▶ _WHAT YOU ARE ASKED TO DO_
Among the entries below, take the line with "Target: sea" and the line with "One marker per instance, written like [(423, 400)].", and output them and every line between them exactly, with nothing else.

Natural language region descriptions
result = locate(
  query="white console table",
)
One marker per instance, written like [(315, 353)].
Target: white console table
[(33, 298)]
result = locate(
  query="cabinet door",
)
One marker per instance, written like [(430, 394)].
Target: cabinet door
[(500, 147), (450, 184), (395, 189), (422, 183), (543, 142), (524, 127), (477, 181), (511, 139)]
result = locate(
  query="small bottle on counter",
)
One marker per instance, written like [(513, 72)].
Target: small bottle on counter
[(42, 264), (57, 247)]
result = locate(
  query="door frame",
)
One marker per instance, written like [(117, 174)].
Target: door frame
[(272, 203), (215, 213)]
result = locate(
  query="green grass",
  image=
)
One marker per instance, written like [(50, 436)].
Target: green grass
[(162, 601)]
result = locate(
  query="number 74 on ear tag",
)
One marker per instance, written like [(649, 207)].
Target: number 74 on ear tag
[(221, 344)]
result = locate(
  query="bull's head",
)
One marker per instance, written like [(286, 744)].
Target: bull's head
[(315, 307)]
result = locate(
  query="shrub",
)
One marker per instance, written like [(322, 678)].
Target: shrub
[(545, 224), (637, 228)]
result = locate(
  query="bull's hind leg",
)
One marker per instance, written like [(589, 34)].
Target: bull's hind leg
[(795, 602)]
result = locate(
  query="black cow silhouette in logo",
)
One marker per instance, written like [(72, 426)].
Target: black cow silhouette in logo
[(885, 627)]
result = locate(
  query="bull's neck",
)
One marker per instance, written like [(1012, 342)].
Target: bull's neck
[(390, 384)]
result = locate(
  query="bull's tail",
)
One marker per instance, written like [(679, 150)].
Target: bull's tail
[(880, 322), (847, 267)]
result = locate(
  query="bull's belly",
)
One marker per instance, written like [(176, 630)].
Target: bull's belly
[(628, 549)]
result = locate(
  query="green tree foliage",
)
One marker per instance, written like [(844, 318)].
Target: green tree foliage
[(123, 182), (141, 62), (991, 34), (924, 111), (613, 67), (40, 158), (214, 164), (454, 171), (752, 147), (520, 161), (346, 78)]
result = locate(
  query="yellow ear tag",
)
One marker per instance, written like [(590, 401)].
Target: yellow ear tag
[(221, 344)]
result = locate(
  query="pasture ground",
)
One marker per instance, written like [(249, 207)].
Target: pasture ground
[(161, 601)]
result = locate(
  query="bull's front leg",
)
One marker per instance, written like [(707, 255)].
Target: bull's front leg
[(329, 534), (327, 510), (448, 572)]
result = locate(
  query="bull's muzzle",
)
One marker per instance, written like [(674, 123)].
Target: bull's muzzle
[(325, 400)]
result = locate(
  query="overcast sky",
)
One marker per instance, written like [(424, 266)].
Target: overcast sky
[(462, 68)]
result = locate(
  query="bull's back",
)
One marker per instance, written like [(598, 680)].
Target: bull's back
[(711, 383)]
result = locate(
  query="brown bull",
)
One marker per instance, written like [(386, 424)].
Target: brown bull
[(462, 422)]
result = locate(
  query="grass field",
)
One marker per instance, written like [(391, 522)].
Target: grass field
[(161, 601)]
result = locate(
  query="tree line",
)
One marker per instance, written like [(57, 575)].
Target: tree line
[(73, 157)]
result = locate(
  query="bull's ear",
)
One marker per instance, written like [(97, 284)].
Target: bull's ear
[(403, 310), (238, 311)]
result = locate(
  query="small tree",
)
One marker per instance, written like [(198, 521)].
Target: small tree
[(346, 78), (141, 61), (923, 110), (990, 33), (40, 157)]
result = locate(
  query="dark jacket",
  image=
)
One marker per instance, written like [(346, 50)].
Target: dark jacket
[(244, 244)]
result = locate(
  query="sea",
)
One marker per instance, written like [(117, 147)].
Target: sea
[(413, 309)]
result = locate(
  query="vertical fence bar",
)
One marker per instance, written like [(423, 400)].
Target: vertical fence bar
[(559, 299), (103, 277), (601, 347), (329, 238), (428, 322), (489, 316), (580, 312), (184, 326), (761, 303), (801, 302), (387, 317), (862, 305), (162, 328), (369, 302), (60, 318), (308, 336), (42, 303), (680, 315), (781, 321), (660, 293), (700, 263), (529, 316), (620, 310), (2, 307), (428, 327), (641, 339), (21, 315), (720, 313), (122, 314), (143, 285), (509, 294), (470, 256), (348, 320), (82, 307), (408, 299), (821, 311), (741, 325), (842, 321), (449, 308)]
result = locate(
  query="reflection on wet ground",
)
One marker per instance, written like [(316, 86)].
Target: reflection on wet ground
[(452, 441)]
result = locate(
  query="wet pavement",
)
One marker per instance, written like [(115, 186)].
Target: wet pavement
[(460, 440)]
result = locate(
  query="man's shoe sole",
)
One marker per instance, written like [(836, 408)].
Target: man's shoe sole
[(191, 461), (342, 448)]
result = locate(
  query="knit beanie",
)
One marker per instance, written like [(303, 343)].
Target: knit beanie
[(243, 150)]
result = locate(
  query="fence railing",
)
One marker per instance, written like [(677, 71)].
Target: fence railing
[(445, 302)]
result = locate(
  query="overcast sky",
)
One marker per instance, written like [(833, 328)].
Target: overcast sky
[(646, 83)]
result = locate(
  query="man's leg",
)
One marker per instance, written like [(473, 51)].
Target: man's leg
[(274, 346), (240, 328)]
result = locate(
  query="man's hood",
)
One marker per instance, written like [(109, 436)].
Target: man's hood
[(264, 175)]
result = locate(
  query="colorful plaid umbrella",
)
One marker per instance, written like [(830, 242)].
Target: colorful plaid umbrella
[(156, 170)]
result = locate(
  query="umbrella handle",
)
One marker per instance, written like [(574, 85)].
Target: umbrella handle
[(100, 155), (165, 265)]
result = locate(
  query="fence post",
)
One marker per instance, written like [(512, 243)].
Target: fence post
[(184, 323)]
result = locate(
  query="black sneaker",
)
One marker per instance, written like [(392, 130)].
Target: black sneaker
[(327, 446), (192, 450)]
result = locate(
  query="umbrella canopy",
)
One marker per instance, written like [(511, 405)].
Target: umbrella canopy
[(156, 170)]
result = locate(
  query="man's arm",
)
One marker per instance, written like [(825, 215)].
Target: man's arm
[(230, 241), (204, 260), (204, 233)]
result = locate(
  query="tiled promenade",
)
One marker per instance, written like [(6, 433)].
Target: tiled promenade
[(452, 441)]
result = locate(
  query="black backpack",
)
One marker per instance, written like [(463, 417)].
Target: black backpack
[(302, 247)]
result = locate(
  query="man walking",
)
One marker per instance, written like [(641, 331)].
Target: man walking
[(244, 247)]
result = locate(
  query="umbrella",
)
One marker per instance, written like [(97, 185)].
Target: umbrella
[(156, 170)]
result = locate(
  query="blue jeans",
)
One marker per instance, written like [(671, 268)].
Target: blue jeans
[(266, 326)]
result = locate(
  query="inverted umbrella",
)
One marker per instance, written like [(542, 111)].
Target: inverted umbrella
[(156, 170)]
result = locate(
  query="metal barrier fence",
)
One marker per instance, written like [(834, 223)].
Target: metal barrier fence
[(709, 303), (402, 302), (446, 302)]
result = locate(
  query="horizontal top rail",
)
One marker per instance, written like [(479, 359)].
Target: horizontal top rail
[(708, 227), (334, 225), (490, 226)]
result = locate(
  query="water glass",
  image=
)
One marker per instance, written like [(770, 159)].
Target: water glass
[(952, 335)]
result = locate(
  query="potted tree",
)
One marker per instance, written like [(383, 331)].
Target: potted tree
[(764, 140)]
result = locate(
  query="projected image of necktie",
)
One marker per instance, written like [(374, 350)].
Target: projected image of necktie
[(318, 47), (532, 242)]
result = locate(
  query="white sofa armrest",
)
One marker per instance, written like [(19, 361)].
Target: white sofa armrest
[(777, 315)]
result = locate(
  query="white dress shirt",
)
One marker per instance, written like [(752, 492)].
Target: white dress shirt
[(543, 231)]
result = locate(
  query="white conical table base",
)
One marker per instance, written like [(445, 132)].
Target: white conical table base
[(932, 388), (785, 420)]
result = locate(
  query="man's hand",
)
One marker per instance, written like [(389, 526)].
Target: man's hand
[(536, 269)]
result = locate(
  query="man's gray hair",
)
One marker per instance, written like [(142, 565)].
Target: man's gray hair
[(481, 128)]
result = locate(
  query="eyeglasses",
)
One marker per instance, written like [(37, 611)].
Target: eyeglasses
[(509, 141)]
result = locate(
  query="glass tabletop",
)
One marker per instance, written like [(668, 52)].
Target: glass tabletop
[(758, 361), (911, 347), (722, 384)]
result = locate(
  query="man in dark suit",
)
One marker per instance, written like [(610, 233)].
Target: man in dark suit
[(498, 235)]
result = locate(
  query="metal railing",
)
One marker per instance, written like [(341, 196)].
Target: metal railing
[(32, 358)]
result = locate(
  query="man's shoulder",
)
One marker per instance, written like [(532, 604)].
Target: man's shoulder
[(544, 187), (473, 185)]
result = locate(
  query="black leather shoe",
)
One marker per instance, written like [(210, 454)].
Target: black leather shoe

▶ _EXPECTED OUTPUT_
Target: sea
[(413, 309)]
result = locate(
  query="vertical fence bar",
)
One marker per instance, written like [(423, 400)].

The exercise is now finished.